• **WHAT IS BEING ASKED**:
Would you transcribe the line that holds "Target: stucco wall" and all the lines below it, through the final one, exactly and with nothing else?
═══ EXERCISE MATERIALS ═══
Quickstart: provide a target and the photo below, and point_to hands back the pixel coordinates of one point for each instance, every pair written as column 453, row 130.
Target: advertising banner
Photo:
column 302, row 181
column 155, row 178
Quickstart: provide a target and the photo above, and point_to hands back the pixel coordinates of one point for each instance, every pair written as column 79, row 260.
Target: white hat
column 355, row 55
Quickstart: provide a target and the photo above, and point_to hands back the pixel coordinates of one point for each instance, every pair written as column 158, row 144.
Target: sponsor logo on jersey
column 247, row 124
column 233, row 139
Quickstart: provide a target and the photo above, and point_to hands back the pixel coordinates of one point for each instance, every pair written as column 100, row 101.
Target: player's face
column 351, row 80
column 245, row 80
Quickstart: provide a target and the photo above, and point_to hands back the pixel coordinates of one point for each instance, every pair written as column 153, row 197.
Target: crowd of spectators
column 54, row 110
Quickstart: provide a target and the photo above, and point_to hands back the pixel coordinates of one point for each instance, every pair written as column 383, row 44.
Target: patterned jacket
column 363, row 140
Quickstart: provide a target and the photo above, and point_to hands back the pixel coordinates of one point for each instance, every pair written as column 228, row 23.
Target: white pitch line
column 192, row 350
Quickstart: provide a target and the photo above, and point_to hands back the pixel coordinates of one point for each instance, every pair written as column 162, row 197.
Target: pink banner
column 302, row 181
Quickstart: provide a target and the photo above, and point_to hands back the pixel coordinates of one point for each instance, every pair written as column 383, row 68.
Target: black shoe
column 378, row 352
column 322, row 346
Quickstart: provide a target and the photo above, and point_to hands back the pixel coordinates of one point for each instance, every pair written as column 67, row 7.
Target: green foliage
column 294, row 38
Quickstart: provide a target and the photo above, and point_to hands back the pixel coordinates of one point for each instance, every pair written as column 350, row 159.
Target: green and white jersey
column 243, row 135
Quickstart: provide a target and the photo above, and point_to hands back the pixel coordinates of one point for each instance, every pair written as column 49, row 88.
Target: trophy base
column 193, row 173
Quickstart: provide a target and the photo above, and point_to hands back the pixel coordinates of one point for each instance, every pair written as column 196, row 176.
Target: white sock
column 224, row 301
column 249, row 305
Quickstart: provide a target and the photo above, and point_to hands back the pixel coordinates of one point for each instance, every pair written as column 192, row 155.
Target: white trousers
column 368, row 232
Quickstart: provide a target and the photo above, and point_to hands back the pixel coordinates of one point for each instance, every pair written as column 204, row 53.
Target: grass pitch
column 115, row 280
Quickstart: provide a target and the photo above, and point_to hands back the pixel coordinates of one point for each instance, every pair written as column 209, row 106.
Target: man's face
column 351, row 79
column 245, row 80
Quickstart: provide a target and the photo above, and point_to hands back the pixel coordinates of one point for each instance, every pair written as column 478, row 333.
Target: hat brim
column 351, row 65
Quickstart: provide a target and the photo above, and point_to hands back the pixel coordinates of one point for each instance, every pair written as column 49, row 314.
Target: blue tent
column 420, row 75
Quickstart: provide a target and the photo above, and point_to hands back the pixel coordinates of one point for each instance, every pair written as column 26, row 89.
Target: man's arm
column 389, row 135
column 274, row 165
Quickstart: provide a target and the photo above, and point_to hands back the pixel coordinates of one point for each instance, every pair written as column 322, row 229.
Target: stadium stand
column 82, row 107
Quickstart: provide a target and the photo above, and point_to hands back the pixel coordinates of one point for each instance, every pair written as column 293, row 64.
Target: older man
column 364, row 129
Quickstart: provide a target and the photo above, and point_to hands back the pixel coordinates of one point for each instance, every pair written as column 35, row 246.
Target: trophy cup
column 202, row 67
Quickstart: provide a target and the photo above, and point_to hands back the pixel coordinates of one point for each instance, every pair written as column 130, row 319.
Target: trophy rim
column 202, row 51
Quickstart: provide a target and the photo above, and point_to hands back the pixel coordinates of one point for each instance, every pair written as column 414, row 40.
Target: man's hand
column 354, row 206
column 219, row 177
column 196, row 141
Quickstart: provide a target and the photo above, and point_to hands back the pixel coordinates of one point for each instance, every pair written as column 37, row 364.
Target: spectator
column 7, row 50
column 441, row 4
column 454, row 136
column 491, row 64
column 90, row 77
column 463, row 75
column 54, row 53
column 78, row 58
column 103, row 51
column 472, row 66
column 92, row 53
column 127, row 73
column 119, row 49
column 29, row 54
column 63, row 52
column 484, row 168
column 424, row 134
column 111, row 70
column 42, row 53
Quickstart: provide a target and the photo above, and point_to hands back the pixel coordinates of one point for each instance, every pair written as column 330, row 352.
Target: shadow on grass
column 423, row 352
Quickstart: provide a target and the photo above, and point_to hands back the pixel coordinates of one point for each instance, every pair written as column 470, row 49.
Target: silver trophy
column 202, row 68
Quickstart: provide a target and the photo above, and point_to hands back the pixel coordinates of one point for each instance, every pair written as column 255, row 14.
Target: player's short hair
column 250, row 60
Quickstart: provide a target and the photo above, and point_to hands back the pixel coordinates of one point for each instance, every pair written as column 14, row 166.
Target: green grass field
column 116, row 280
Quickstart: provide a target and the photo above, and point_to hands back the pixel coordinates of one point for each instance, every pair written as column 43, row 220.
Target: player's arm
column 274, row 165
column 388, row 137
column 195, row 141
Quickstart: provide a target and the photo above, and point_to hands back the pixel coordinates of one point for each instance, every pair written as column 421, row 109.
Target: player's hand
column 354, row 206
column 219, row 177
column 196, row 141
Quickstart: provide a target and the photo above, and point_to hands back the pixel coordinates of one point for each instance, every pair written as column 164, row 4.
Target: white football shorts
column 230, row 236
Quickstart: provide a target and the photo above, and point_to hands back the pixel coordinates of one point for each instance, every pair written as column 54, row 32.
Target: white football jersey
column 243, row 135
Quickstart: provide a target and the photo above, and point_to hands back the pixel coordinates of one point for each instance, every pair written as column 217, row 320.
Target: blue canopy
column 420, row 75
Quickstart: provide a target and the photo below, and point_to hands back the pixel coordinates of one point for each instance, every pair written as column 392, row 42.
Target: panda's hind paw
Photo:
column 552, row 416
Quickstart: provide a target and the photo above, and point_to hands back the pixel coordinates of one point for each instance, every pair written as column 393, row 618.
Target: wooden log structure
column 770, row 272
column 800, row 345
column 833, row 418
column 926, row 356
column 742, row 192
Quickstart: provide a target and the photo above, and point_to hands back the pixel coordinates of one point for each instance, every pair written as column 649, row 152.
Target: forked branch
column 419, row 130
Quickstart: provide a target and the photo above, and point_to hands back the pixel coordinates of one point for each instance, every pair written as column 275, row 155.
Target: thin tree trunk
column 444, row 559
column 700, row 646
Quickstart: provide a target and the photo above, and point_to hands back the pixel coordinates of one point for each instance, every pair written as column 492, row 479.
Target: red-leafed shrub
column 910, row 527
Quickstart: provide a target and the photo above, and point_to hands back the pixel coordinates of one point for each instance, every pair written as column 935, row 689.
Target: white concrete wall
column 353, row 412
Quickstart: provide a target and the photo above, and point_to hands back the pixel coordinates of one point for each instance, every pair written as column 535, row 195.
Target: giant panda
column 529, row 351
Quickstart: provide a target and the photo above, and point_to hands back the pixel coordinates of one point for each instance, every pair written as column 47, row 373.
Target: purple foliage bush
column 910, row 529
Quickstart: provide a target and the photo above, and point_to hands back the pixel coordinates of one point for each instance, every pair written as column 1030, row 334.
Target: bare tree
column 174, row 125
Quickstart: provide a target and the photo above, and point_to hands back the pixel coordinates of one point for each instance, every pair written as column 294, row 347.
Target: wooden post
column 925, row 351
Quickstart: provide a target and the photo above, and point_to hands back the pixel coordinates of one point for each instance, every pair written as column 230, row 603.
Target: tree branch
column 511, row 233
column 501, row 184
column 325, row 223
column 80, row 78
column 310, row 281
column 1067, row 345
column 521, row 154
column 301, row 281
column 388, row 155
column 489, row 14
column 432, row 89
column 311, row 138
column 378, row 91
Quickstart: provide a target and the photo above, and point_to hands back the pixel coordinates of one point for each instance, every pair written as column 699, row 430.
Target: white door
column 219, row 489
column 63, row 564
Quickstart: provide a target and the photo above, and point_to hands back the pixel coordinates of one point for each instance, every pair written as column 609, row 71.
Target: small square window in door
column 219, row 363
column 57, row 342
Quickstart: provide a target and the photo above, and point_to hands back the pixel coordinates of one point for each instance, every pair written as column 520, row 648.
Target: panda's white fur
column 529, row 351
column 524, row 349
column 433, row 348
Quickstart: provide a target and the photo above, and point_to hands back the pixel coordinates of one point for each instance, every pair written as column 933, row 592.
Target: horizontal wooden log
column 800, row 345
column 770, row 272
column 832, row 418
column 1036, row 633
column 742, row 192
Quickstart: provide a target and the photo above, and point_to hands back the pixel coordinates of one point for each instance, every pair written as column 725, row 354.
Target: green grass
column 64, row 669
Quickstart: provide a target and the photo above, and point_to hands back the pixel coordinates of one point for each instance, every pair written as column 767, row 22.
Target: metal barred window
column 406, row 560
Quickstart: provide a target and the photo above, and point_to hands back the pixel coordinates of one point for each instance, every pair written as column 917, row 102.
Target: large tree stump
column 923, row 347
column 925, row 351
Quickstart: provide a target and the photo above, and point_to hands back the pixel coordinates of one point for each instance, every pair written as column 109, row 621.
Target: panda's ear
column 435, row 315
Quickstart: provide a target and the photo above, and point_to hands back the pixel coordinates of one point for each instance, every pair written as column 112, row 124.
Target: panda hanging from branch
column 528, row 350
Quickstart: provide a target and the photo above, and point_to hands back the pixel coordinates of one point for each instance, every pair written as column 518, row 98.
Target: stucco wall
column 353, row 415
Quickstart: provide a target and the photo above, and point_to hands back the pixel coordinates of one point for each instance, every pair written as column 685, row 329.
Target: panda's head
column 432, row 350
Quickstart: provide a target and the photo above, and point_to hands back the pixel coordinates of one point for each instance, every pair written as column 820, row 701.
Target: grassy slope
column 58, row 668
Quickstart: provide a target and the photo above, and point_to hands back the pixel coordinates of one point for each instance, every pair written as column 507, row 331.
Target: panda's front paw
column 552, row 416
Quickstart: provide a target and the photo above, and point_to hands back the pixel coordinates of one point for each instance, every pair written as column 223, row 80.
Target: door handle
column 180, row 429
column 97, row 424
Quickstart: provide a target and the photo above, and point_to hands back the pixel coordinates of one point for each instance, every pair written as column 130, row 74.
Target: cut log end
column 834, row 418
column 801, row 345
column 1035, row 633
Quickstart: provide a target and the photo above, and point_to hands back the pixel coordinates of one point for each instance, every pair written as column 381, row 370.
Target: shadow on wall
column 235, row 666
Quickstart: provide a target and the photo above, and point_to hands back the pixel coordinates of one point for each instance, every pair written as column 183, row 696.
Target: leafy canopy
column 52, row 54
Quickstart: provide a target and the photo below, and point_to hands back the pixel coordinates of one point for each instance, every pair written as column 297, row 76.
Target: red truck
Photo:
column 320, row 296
═══
• **WRITTEN ANSWER**:
Target: stucco wall
column 353, row 415
Quickstart: provide a target and the photo above, and point_to hands back the pixel coordinates of one point for each instance, every pair written as column 685, row 329.
Target: panda's head
column 432, row 350
Quickstart: provide a target and the photo above, and point_to hands back the pixel coordinates of one point for each instance, every pair written as column 820, row 701.
Target: grassy slope
column 58, row 668
Quickstart: provide a target and the photo above, and point_to hands back the pixel coordinates of one point for each instance, every pair written as column 507, row 331.
Target: panda's front paw
column 552, row 416
Quickstart: provide a target and the photo above, and point_to hands back the pixel coordinates of one point for each instance, every pair written as column 223, row 80.
Target: door handle
column 180, row 429
column 97, row 424
Quickstart: provide a target and the photo above, and point_to hands back the pixel coordinates of one point for each instance, every pair written as column 130, row 74.
Target: cut log end
column 834, row 418
column 801, row 345
column 1035, row 633
Quickstart: provide a target and the photo above, and point_to hands back the pixel coordinates of one point for each instance, every pair written as column 381, row 370.
Target: shadow on wall
column 235, row 666
Quickstart: provide a target and the photo above, and point_to hands back the pixel coordinates of one point for each instance, every pair written as column 183, row 696.
Target: leafy canopy
column 52, row 54
Quickstart: provide a target and the photo below, and point_to hands back the pixel coordinates of one point for each instance, every pair written as column 297, row 76.
Target: red truck
Photo:
column 320, row 296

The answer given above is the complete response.